**Dataset excerpts**:
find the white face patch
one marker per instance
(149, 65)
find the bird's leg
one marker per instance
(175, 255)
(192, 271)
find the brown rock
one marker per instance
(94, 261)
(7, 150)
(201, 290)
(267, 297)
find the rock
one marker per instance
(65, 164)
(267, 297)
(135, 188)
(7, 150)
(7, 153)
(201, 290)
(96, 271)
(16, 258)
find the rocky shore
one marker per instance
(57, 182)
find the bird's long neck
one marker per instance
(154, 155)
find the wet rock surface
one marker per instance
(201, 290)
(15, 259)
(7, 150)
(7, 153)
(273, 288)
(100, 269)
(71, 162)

...

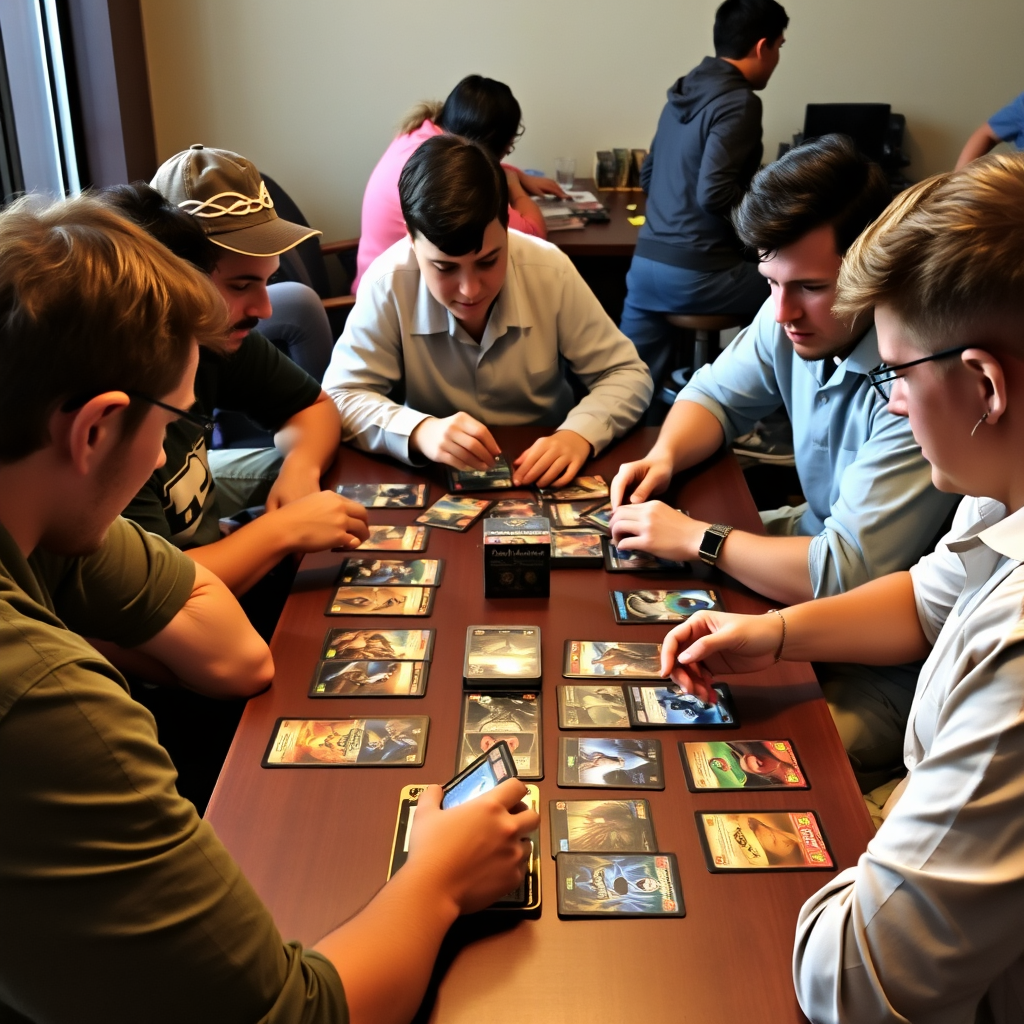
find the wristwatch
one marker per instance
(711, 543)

==

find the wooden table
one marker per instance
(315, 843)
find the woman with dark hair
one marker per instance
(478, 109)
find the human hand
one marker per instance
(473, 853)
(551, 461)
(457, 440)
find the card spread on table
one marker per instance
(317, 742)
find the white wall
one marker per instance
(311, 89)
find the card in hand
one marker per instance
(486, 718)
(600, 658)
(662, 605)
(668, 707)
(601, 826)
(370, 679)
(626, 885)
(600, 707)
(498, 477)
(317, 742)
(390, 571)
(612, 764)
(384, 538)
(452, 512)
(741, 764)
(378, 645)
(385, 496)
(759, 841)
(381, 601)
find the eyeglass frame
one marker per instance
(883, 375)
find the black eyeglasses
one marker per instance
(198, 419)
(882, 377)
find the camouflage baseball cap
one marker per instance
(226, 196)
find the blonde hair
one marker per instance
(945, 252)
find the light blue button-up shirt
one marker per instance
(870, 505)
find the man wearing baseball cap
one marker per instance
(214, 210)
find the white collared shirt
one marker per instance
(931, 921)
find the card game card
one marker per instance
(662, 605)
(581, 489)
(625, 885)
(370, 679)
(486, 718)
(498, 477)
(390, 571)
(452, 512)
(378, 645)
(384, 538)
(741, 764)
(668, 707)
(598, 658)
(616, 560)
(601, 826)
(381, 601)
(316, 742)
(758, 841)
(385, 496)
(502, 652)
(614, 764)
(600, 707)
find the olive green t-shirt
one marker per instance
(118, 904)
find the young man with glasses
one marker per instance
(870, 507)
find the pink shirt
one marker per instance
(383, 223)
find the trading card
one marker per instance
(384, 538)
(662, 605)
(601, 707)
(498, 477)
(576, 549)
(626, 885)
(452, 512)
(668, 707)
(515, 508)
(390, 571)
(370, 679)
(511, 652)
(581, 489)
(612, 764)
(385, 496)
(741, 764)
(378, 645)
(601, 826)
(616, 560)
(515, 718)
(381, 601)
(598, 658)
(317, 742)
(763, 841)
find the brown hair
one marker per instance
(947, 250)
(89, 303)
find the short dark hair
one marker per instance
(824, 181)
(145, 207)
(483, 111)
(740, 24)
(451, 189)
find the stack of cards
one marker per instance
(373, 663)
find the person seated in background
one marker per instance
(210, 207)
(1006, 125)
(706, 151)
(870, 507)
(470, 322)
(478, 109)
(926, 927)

**Instructions to follow**:
Please copy every line from the entries that includes the word "with".

**Worked solution**:
find the woman with dark hair
find the young man with glasses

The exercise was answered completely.